[EXERCISE TASKS]
- 1) From the passage on data classification rules, write out the stretch from "In another scenario, authoritative" through "evaluated before Rule-R2.".
- 2) Decide whether each statement agrees with the passage on data classification rules, answering yes or no and quoting the words that decide it: (a) When two rules set the same classification property, one rule overwrites the other's setting. (b) Authoritative classifiers can override other classifiers without activating aggregation rules. (c) Only an administrator can set the evaluation order for classification rules.

With respect to policy, applications (including those not directly plugged into the pipeline) may evaluate the classification metadata in order to make policy decisions on how to handle the item. Such applications include those that perform operations to check for item expiration, auditing, backup, retention, search, security, compliance, optimization, and so forth. Note that any such pending operation may trigger a classification of the data in the event that the data is not yet classified, or not classified with respect to the pending operation.
As can be readily appreciated, different classifiers may result in different and possibly conflicting classifications. In one aspect, aggregation of classification values for properties is performed. To this end, for each data item, the defined classification rules are evaluated (e.g., by an administrator or process) to determine the classification properties. If two classification rules are able to set the same value for one specific classification property, an aggregation process determines the final value of the classification property. Thus, for example, if one rule causes a result where a property is set to “1” and the other rule causes a result where that same property would be set to “2”, then the defined aggregation policy, may, in some embodiments, determine what the actual value for that property should be, i.e., “1” or “2” or something else. Note that in this particular scenario, one rule does not overwrite another rule's property setting, but instead the aggregation policy is invoked to manage the conflict.
In another scenario, authoritative classifiers may be used. Authoritative classifiers are another type of classifier, which in general are classifiers that can override other classifiers, without activating aggregation rules. Such a classifier can flag its result, for example, so that it wins any conflicts.
In another aspect, a mechanism is provided for automatically determining the evaluation order for classification rules. To this end, the rule evaluation order may be determined by an administrator, and/or determined automatically by determining any dependencies between the different rules and Classifiers. For example, if a Rule-R1 sets the classification property Property-P1, and Rule-R2 uses a Classifier-C1 that uses Property-P1 to determine the value of Property-P2, then Rule-R1 needs to be evaluated before Rule-R2.

[DATASET CONTENT]
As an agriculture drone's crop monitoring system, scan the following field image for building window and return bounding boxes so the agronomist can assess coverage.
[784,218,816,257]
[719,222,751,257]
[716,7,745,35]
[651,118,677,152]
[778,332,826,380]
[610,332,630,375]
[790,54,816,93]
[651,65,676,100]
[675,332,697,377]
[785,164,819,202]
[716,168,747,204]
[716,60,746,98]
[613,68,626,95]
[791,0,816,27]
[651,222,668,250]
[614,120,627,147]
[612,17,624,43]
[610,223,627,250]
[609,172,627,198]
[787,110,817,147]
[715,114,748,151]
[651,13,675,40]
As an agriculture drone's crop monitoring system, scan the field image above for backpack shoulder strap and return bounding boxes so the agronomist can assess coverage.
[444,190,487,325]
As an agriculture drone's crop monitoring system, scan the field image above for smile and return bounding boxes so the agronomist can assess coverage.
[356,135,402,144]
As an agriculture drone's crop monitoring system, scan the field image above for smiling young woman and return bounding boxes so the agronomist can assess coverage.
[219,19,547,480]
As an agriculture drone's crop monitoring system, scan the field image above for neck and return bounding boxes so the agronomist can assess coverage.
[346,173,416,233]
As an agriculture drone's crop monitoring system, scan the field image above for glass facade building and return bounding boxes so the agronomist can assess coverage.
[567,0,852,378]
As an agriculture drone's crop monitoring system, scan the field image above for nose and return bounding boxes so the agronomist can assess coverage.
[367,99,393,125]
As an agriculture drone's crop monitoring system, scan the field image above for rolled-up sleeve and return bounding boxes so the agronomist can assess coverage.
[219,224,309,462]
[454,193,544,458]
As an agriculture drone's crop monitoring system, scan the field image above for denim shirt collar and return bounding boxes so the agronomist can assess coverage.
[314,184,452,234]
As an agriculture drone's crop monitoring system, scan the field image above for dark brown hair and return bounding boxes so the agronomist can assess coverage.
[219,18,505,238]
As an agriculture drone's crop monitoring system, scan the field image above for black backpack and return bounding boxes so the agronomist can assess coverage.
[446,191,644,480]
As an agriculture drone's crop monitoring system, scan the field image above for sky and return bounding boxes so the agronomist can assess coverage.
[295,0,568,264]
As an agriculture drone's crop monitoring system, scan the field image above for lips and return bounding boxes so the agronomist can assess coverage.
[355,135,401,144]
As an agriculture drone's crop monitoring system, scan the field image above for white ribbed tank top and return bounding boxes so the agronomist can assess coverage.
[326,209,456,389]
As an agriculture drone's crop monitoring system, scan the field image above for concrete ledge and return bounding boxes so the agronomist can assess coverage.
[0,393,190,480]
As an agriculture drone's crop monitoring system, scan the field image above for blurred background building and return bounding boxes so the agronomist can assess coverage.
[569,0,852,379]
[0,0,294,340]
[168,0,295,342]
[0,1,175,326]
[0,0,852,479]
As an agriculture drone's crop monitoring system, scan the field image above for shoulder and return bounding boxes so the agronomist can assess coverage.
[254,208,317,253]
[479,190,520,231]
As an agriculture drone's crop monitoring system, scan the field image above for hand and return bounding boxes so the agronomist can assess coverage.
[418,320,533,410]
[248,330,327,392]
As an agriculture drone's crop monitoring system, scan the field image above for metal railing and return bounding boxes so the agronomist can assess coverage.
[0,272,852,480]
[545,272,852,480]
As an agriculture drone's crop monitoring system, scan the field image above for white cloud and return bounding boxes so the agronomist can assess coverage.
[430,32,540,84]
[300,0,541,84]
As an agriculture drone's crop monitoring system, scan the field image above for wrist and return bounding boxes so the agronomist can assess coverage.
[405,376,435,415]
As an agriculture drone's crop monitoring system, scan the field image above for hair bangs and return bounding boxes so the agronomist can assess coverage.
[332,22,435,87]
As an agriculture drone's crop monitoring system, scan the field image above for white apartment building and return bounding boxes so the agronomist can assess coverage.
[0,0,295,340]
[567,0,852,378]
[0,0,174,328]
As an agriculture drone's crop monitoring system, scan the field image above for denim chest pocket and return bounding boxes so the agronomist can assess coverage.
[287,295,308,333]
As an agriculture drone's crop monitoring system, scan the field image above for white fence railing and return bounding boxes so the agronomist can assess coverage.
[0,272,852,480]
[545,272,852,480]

[RESULTS FOR THE EXERCISE]
- 1)
In another scenario, authoritative classifiers may be used. Authoritative classifiers are another type of classifier, which in general are classifiers that can override other classifiers, without activating aggregation rules. Such a classifier can flag its result, for example, so that it wins any conflicts.
In another aspect, a mechanism is provided for automatically determining the evaluation order for classification rules. To this end, the rule evaluation order may be determined by an administrator, and/or determined automatically by determining any dependencies between the different rules and Classifiers. For example, if a Rule-R1 sets the classification property Property-P1, and Rule-R2 uses a Classifier-C1 that uses Property-P1 to determine the value of Property-P2, then Rule-R1 needs to be evaluated before Rule-R2.

- 2)
(a) No: "one rule does not overwrite another rule's property setting, but instead the aggregation policy is invoked to manage the conflict"
(b) Yes: "classifiers that can override other classifiers, without activating aggregation rules"
(c) No: "the rule evaluation order may be determined by an administrator, and/or determined automatically"